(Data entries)
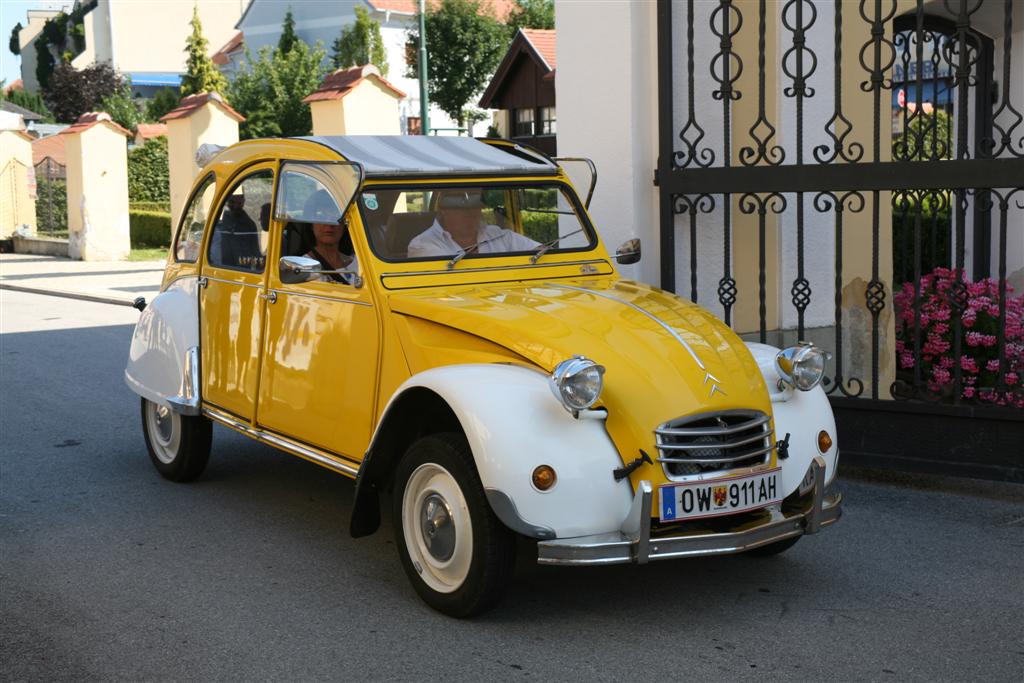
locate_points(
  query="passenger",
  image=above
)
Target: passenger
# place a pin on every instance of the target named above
(329, 237)
(459, 226)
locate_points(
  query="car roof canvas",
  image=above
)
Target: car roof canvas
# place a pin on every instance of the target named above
(424, 155)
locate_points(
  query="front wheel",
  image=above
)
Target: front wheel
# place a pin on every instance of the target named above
(456, 552)
(178, 444)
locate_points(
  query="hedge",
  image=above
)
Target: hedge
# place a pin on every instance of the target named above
(150, 228)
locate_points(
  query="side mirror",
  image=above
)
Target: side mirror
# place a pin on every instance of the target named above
(629, 252)
(295, 269)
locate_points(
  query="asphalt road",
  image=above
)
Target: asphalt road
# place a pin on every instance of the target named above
(109, 571)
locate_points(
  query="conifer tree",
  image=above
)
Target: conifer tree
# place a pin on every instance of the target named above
(288, 36)
(360, 43)
(201, 73)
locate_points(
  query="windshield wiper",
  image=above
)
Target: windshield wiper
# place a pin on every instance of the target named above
(461, 254)
(546, 247)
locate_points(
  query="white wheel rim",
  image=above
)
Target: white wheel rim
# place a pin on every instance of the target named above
(164, 426)
(437, 527)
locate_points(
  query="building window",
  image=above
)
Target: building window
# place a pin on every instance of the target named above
(548, 121)
(523, 123)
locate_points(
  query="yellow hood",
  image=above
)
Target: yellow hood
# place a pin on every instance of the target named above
(665, 356)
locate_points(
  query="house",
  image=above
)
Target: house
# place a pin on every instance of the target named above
(323, 22)
(523, 88)
(142, 40)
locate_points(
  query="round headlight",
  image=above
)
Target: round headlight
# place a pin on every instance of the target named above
(802, 366)
(577, 383)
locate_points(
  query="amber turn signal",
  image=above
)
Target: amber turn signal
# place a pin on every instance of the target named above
(544, 477)
(824, 441)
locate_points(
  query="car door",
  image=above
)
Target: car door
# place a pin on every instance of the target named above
(231, 293)
(321, 357)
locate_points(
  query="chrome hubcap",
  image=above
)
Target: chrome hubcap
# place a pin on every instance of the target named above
(438, 532)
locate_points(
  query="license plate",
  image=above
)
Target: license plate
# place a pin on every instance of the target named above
(695, 500)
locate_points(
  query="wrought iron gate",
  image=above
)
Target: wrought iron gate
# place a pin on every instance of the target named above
(950, 183)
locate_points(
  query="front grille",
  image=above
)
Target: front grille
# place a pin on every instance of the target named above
(714, 442)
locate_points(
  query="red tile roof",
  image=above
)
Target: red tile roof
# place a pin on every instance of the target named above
(52, 146)
(339, 83)
(146, 131)
(222, 56)
(189, 104)
(502, 8)
(87, 121)
(544, 42)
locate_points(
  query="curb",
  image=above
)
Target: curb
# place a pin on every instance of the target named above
(96, 298)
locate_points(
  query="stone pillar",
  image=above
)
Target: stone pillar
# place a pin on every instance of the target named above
(97, 188)
(17, 205)
(199, 119)
(355, 101)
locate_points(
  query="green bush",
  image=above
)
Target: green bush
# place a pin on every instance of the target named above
(150, 228)
(51, 206)
(148, 179)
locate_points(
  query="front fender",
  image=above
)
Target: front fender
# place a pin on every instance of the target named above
(513, 423)
(163, 360)
(802, 415)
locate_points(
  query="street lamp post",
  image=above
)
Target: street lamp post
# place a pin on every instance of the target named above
(424, 102)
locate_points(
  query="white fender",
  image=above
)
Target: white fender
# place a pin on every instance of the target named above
(513, 423)
(163, 361)
(802, 415)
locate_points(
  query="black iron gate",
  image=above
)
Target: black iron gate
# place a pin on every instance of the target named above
(951, 182)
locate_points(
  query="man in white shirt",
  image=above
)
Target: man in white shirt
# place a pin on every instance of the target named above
(459, 226)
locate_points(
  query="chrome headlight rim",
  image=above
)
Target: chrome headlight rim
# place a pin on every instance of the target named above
(793, 364)
(563, 382)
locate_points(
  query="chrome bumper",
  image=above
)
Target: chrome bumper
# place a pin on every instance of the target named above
(633, 542)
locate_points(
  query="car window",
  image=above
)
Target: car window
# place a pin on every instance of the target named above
(438, 222)
(194, 222)
(240, 233)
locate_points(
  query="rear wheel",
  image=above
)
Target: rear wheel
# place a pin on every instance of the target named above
(178, 444)
(456, 552)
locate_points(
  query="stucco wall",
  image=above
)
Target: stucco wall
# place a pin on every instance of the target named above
(97, 195)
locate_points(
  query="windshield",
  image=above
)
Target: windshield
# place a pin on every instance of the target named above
(472, 221)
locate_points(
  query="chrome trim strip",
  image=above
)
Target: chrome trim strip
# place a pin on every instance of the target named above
(322, 298)
(710, 431)
(760, 436)
(492, 269)
(649, 314)
(730, 459)
(187, 402)
(280, 441)
(233, 282)
(621, 548)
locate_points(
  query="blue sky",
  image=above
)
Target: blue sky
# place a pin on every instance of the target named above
(12, 11)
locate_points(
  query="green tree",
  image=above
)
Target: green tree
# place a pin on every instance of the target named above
(148, 179)
(532, 14)
(122, 108)
(360, 43)
(14, 44)
(288, 38)
(162, 102)
(269, 89)
(464, 46)
(201, 73)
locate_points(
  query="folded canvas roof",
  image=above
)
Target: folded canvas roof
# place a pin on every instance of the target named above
(426, 155)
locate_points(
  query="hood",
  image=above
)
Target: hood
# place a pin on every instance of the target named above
(665, 356)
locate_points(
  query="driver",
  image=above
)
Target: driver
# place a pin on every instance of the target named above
(459, 226)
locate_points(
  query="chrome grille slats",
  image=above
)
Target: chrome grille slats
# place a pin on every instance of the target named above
(714, 442)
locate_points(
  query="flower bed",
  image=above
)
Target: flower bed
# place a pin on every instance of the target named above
(979, 359)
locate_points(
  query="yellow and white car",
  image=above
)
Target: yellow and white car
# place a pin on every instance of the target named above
(437, 318)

**DIRECTIONS FOR THIS TASK:**
Using only the data above, copy out the lines that include the word "plate".

**SOLUTION TO THIS PROBLEM:**
  query="license plate",
Target: license plate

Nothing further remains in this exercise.